II. Auf die sofortige Beschwerde der Antragstellerin vom 01.02.2005 wird der Beschluss des Amtsgerichts - Familiengericht - Wetter vom 13.01.2005 abgeändert:
Der Antragstellerin bleibt vorbehalten, die Folgesachen Güterrecht, Versorgungsausgleich und nachehelicher Unterhalt als selbständige Familiensachen fortzuführen.
Die Kosten des Beschwerdeverfahrens trägt der Antragsgegner.
Der Wert des Beschwerdeverfahrens wird auf 300,00 € festgesetzt.
Gründe:
A.
Die Parteien hatten am 25.06.1984 geheiratet. Seit Mai 2001 leben sie voneinander getrennt. Zu dieser Zeit war der Antragsgegner als Konsul an der Botschaft der Bundesrepublik Deutschland in Wien tätig.

**WAS ZU TUN IST:**
[1] Schreiben Sie den Abschnitt des Beschlusses wörtlich ab, der mit den Worten „II. Auf die“ beginnt und mit „selbständige Familiensachen fortzuführen.“ schließt.
[2] Welche Folgesachen darf die Antragstellerin laut Beschluss als selbständige Familiensachen fortführen?

**ANGEZEIGTE EINTRÄGE:**

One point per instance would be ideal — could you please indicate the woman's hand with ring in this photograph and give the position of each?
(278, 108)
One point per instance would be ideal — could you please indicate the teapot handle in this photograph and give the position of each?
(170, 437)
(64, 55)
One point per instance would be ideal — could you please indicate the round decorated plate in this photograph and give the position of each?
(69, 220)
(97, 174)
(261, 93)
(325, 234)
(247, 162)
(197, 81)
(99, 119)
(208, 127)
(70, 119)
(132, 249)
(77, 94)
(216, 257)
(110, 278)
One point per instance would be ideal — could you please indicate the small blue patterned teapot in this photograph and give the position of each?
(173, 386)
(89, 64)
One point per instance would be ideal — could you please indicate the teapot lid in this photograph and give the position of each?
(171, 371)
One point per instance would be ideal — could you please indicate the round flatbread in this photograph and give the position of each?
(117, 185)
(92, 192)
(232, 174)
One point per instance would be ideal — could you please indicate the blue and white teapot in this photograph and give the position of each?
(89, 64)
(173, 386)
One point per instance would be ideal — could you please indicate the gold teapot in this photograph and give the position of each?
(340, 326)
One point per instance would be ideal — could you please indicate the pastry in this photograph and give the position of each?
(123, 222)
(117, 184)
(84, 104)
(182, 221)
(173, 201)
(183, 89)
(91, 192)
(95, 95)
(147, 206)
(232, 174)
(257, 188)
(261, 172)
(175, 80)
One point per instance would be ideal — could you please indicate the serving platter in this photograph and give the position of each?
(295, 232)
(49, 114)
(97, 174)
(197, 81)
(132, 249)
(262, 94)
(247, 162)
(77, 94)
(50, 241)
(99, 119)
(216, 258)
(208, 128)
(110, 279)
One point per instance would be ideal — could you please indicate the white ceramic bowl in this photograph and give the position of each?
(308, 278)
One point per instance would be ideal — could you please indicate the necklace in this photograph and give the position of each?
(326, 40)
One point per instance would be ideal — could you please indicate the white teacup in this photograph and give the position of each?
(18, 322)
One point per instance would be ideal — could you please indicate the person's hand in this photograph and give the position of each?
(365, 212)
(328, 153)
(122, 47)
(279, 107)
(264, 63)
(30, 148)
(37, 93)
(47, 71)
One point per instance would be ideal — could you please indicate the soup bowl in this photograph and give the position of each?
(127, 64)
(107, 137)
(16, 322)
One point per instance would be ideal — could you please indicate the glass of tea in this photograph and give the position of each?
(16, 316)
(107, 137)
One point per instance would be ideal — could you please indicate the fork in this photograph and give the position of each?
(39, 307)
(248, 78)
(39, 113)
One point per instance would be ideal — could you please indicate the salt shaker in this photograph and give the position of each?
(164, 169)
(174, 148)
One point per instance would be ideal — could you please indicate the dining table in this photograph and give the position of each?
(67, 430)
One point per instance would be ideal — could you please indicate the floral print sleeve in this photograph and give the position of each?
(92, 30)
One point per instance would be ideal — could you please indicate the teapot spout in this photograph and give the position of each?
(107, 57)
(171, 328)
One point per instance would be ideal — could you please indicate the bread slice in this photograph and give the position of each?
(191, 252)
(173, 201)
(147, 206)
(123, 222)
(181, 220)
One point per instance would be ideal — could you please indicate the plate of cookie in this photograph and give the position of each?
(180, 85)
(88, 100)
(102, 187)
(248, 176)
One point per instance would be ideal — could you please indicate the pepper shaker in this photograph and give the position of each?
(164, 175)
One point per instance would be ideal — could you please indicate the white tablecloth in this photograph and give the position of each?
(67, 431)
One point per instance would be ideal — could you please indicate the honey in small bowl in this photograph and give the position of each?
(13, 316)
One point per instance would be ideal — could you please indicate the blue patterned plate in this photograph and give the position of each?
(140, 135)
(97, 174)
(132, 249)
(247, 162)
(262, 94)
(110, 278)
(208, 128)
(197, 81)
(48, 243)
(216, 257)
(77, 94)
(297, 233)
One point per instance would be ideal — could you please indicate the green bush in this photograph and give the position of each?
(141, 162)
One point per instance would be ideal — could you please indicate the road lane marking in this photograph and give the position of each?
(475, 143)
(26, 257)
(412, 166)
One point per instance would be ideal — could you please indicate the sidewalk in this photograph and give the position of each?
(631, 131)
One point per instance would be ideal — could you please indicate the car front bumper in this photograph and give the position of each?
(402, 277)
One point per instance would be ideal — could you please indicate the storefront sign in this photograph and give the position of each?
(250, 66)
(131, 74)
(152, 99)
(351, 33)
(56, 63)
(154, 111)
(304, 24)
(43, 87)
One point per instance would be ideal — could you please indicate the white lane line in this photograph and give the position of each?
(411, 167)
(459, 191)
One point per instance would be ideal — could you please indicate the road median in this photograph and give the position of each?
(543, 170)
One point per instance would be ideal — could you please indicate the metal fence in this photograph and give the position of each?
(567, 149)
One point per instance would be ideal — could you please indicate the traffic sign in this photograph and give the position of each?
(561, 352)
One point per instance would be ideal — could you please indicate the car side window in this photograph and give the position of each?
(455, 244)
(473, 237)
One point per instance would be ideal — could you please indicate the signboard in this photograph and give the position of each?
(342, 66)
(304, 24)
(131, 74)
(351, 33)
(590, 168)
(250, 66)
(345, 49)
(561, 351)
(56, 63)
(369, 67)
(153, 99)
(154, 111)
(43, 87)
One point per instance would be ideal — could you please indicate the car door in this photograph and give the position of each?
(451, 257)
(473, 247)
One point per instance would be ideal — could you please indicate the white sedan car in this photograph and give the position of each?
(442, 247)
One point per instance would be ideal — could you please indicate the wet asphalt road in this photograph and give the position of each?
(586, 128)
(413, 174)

**DIE LÖSUNGEN:**
[1]
II. Auf die sofortige Beschwerde der Antragstellerin vom 01.02.2005 wird der Beschluss des Amtsgerichts - Familiengericht - Wetter vom 13.01.2005 abgeändert:
Der Antragstellerin bleibt vorbehalten, die Folgesachen Güterrecht, Versorgungsausgleich und nachehelicher Unterhalt als selbständige Familiensachen fortzuführen.

[2] Güterrecht, Versorgungsausgleich und nachehelicher Unterhalt.